Selected text:
________________________

The Tatra 17 is an automobile produced by the Czech manufacturer Tatra between 1925 and 1929. It was the company's top-end model, and was sold alongside the Tatra 12 economy car and the Tatra 30 executive car.

==Design==

===Engine===
Originally the car was fitted with a liquid-cooled 1930 cc six-cylinder OHC inline engine that produced 35 hp. The block was made from silumin and the cylinder heads were made from aluminium. It was the first Tatra with an ignition battery. The maximum attainable speed of the 1130 kg car was 100 km/h. 205 Tatra 17 cars with this engine were produced before 25 September 1926.

Some Tatra 17 cars were fitted with the engine designed for the more expensive Tatra 31. This engine was also a liquid-cooled six-cylinder OHC inline engine, but was a larger 2310 cc design that produced 39.4 hp. These Tatra 17/31 cars had an increased top speed of 110 km/h. 250 Tatra 17/31 cars were produced.

________________________

Collected material:
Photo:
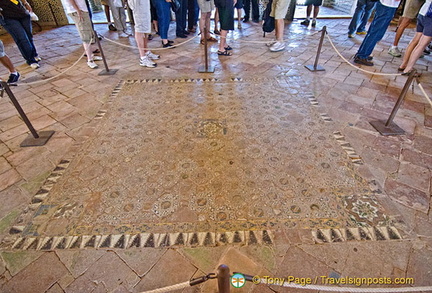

________________________

Tasks for this exercise:
1. In the Tatra 17 passage, reproduce verbatim the portion from "The Tatra 17" up to and including "25 September 1926.".
2. Render the sentence "250 Tatra 17/31 cars were produced." from the Tatra 17 passage in Spanish.

Results in order:
1.
The Tatra 17 is an automobile produced by the Czech manufacturer Tatra between 1925 and 1929. It was the company's top-end model, and was sold alongside the Tatra 12 economy car and the Tatra 30 executive car.

==Design==

===Engine===
Originally the car was fitted with a liquid-cooled 1930 cc six-cylinder OHC inline engine that produced 35 hp. The block was made from silumin and the cylinder heads were made from aluminium. It was the first Tatra with an ignition battery. The maximum attainable speed of the 1130 kg car was 100 km/h. 205 Tatra 17 cars with this engine were produced before 25 September 1926.

2. Se produjeron 250 automóviles Tatra 17/31.